_What is asked_.
Render the material as a numbered list with blank lines omitted, starting at the line containing "like (362, 277)." and ending at the last line of the material, both included.

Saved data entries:
▽

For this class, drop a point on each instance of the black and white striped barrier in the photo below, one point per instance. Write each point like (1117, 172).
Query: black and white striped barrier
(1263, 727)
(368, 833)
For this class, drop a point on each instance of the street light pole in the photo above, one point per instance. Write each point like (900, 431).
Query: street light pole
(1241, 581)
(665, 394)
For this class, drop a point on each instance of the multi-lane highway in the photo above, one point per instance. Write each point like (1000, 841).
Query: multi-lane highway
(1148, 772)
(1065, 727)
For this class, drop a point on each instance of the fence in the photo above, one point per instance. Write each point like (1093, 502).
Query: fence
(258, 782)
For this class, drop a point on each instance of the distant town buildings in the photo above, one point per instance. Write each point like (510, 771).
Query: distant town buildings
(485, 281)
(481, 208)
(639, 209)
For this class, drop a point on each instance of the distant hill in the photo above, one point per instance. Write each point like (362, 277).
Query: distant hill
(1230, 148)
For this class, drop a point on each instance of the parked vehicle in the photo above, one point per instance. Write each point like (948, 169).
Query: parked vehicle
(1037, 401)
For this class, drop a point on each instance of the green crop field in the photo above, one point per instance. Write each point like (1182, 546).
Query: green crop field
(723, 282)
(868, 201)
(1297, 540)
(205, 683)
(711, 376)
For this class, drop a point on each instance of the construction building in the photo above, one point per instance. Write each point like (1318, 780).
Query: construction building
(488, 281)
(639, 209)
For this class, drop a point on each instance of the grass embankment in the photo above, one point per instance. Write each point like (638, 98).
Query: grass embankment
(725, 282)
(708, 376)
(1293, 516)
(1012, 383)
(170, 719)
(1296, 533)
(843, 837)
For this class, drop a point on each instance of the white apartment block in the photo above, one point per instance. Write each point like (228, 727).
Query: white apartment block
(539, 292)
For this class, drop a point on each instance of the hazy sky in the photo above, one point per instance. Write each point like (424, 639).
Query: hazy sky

△

_Problem solution_.
1. For this class, drop a point on each instance of the distant hill in the photo above, one point per instance. Write each point like (362, 277).
2. Query: distant hill
3. (1230, 148)
4. For this class, drop a point on each instance of the parked vehicle in the photo above, one point per instance. Write each point like (948, 169).
5. Query: parked vehicle
6. (1037, 401)
7. For this class, drop a point on each instance of the green crop field in the photo above, one point per instance. Write each point like (1182, 546).
8. Query: green crop field
9. (723, 282)
10. (868, 201)
11. (1297, 540)
12. (205, 683)
13. (711, 376)
14. For this class, drop a point on each instance of the construction building in the photo above, one point per instance. Write each point like (1318, 780).
15. Query: construction building
16. (488, 281)
17. (639, 209)
18. For this class, drop a point on each instance of the grass embankment in the photo above, one point per instance. Write each point like (638, 98).
19. Query: grass embankment
20. (725, 282)
21. (708, 376)
22. (1293, 516)
23. (1012, 383)
24. (170, 719)
25. (1296, 533)
26. (843, 837)
27. For this class, drop a point on each instance of the white apartment block in the photo above, one point per instance. Write each point like (228, 727).
28. Query: white apartment block
29. (539, 292)
30. For this class, drop a point on each instance of the hazy sky in the photo above, one point per instance. Write each point like (424, 639).
31. Query: hazy sky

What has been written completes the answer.